_Your goal_
Transcribe each entry exactly, without pictures.

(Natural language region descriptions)

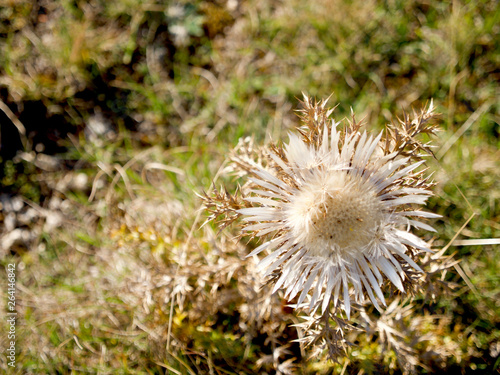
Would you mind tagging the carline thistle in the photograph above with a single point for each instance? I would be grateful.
(336, 207)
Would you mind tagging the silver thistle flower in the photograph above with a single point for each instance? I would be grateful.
(340, 204)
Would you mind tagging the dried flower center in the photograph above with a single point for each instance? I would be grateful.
(336, 220)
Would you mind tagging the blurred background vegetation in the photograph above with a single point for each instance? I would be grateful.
(113, 113)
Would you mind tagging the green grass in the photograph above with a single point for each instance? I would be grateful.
(95, 292)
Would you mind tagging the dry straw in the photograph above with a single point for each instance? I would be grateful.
(335, 207)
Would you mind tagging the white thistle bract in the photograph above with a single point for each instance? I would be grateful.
(338, 205)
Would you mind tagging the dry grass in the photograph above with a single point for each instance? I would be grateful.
(139, 118)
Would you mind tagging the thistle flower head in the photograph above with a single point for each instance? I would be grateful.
(337, 206)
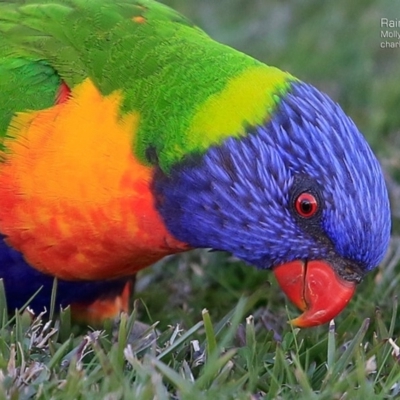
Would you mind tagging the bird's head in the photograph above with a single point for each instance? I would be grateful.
(301, 194)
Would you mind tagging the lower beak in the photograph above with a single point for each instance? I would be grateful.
(316, 289)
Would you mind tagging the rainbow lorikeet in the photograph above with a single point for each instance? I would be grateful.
(127, 134)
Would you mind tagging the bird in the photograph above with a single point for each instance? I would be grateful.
(127, 134)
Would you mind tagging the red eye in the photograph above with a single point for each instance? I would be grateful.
(306, 205)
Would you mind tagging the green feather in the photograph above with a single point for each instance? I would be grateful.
(166, 68)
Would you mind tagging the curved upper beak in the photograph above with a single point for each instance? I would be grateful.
(316, 289)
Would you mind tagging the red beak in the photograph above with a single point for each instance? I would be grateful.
(316, 289)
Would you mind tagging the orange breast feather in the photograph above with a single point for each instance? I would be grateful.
(74, 200)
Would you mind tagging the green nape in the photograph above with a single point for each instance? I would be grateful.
(190, 91)
(25, 85)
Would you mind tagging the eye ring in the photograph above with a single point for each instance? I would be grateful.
(306, 205)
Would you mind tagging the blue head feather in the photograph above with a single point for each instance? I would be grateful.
(238, 196)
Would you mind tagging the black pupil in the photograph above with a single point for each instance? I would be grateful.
(306, 206)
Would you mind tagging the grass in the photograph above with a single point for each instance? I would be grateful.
(217, 328)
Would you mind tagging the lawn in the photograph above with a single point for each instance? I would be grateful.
(217, 329)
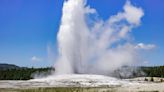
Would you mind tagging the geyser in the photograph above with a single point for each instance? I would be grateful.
(92, 45)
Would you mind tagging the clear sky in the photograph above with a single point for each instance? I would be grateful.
(28, 28)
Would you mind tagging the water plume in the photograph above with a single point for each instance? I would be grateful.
(97, 47)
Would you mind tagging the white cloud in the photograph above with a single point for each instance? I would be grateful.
(34, 58)
(145, 46)
(89, 49)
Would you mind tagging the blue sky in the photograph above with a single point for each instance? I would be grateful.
(29, 27)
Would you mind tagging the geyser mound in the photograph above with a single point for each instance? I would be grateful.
(80, 80)
(94, 46)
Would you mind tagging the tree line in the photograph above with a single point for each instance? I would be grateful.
(30, 73)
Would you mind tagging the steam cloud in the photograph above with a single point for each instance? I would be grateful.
(93, 45)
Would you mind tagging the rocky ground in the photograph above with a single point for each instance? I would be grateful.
(88, 81)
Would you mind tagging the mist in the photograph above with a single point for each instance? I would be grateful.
(89, 45)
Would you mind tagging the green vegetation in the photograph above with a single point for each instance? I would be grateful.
(61, 89)
(12, 72)
(23, 73)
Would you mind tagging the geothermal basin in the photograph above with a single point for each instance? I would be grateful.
(80, 83)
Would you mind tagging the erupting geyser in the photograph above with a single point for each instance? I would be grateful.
(92, 45)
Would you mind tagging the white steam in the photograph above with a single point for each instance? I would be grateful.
(98, 49)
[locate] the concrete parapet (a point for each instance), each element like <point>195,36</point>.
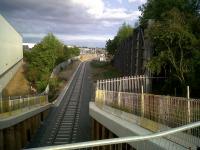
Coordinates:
<point>122,125</point>
<point>16,132</point>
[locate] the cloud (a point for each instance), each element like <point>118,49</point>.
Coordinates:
<point>83,19</point>
<point>137,1</point>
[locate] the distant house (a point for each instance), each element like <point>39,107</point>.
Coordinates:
<point>11,52</point>
<point>102,57</point>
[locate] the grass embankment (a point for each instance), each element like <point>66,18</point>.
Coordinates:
<point>103,70</point>
<point>60,80</point>
<point>18,85</point>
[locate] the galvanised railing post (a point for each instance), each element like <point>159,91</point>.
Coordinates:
<point>142,101</point>
<point>21,103</point>
<point>188,104</point>
<point>119,93</point>
<point>9,106</point>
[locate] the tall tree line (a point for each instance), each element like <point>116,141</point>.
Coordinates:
<point>42,59</point>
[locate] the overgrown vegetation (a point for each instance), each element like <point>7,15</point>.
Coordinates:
<point>175,34</point>
<point>43,57</point>
<point>103,70</point>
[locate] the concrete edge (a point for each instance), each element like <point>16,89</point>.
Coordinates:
<point>8,122</point>
<point>125,127</point>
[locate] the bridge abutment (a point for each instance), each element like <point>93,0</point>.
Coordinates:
<point>17,132</point>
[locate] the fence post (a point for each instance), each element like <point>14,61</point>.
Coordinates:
<point>119,93</point>
<point>142,101</point>
<point>9,105</point>
<point>1,104</point>
<point>20,100</point>
<point>104,90</point>
<point>96,93</point>
<point>188,99</point>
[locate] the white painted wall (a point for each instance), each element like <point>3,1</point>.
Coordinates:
<point>11,50</point>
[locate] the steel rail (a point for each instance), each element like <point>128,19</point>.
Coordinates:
<point>119,140</point>
<point>66,104</point>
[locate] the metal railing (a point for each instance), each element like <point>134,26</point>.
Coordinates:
<point>10,107</point>
<point>140,142</point>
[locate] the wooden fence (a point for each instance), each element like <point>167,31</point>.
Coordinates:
<point>131,94</point>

_Response_
Would you mind tagging the carline thistle in the photograph above with a single point for each instance? I would be grateful.
(336, 207)
Would you mind tagging the silver thistle flower in the photograph above with a single point for each instance? I would be grateful.
(340, 204)
Would you mind tagging the dried flower center in the photograph above with a single point for each instance? I would be grateful.
(336, 220)
Would you mind tagging the blurred background vegetation in the photograph above with a single point for each instance? I would be grateful.
(113, 113)
Would you mind tagging the green grass in the photograph above with a single point for each instance? I would be grateful.
(95, 292)
Would you mind tagging the dry straw in the photograph above with a single point for each instance? I would be grateful.
(335, 207)
Would you mind tagging the white thistle bract in the photograph above with a single point for each instance? I would be grateful.
(338, 205)
Would you mind tagging the dry grass in the photograph above with a single point for each instance? I would be grateful.
(139, 118)
Would you mind tagging the thistle flower head in the photograph above with a single point for each instance? I would be grateful.
(337, 206)
Would you mind tagging the bird's head in the photograph above with a single point for each instance? I would be grateful.
(301, 194)
Would you mind tagging the lower beak in the photograph above with a single point for each instance? I would be grateful.
(316, 289)
Would you mind tagging the rainbow lorikeet in the photograph above with a single point for each instance? I would be grateful.
(127, 134)
Would you mind tagging the bird in the photograph above with a single point for each instance? I would be grateful.
(127, 134)
Would you mind tagging the red eye in the photograph above with a single point for each instance? I would be grateful.
(306, 205)
Would you mind tagging the green feather in the photograph above with a single point for each instance? I would be grateful.
(166, 68)
Would you mind tagging the curved upper beak in the photograph above with a single point for each instance? I would be grateful.
(316, 289)
Would you mind tagging the red beak in the photograph above with a single point for each instance? I would be grateful.
(316, 289)
Would you mind tagging the orange breast feather in the photograph above with a single point for each instance? I would be grateful.
(74, 200)
Would you mind tagging the green nape in the photograph above with a single point for each instance? I would be grateful.
(190, 91)
(25, 85)
Would you mind tagging the eye ring in the photograph above with a single point for each instance? I would be grateful.
(306, 205)
Would you mind tagging the blue head feather in the photograph above with a single point for each instance? I would be grateful.
(238, 196)
Would you mind tagging the black pupil in the photograph above with a single point for each instance? I would be grateful.
(306, 206)
Would you mind tagging the grass in the photograph above with a single point for each instance? I would be grateful.
(217, 328)
Would you mind tagging the lawn in the photograph above with a single point for each instance? I would be grateful.
(217, 329)
Would you mind tagging the geyser in the photograph above with a single point for each instance? I would be grateful.
(92, 45)
Would you mind tagging the clear sky in the photograph above with a single point for each instance? I would be grateful.
(28, 28)
Would you mind tagging the water plume in the photograph above with a single point for each instance? I would be grateful.
(97, 47)
Would you mind tagging the white cloud in the photograph above with a single point for each instance? I would be grateful.
(34, 58)
(145, 46)
(89, 49)
Would you mind tagging the blue sky in the photograph above with a single point for each instance? I would be grateful.
(29, 27)
Would you mind tagging the geyser mound in the photograph above with a single point for each instance? I would be grateful.
(80, 80)
(94, 46)
Would you mind tagging the tree line in the photograph above with a single point for each instance? I would be grateful.
(30, 73)
Would you mind tagging the steam cloud in the photograph above with a single point for each instance? I would be grateful.
(93, 45)
Would you mind tagging the rocky ground in the photograph above with a single point for each instance? I would be grateful.
(88, 81)
Would you mind tagging the mist in the photograph above with a single point for each instance? I would be grateful.
(89, 45)
Would you mind tagging the green vegetation in the photograph above with a single point for each instance? I would be grateful.
(61, 89)
(12, 72)
(23, 73)
Would you mind tagging the geothermal basin in the photograph above with a single point for each instance? I would be grateful.
(80, 83)
Would you mind tagging the erupting geyser in the photograph above with a single point for each instance? I would be grateful.
(92, 45)
Would you mind tagging the white steam in the photograph above with a single point for each instance? I would be grateful.
(98, 49)
[locate] the concrete parapet (a point for each instance), each element like <point>195,36</point>.
Coordinates:
<point>122,125</point>
<point>16,132</point>
[locate] the cloud (a point for each instance), each element like <point>118,49</point>.
Coordinates:
<point>83,19</point>
<point>137,1</point>
[locate] the distant house (a point for each instance), each element like <point>39,107</point>.
Coordinates:
<point>11,52</point>
<point>102,57</point>
[locate] the grass embankment (a point for each instance), each element like <point>66,18</point>.
Coordinates:
<point>103,70</point>
<point>60,80</point>
<point>18,85</point>
[locate] the galvanised railing post (a point for each instance), each element like <point>159,91</point>.
Coordinates:
<point>142,101</point>
<point>21,103</point>
<point>188,104</point>
<point>119,93</point>
<point>9,106</point>
[locate] the tall tree line (a point for each instance), each element like <point>116,141</point>.
Coordinates:
<point>42,59</point>
[locate] the overgrown vegetation (a point for each instance), each element like <point>7,15</point>.
Coordinates:
<point>175,34</point>
<point>43,57</point>
<point>103,70</point>
[locate] the concrete edge (a point for each instance), each element like <point>16,89</point>.
Coordinates:
<point>8,122</point>
<point>125,127</point>
[locate] the bridge abutment (a point for each instance), each element like <point>93,0</point>.
Coordinates:
<point>17,132</point>
[locate] the fence post (a point for each instance), each element like <point>14,61</point>.
Coordinates:
<point>119,93</point>
<point>142,101</point>
<point>9,105</point>
<point>1,104</point>
<point>20,100</point>
<point>104,90</point>
<point>96,93</point>
<point>188,99</point>
[locate] the white painted wall (a point for each instance), each element like <point>3,1</point>.
Coordinates:
<point>11,50</point>
[locate] the steel rail (a point for each instance), each element like <point>128,19</point>.
Coordinates:
<point>119,140</point>
<point>66,104</point>
[locate] the metal railing (a point for each instance), each element like <point>134,26</point>.
Coordinates:
<point>10,107</point>
<point>140,142</point>
[locate] the wooden fence (a point for each instance), each element like <point>167,31</point>.
Coordinates:
<point>131,94</point>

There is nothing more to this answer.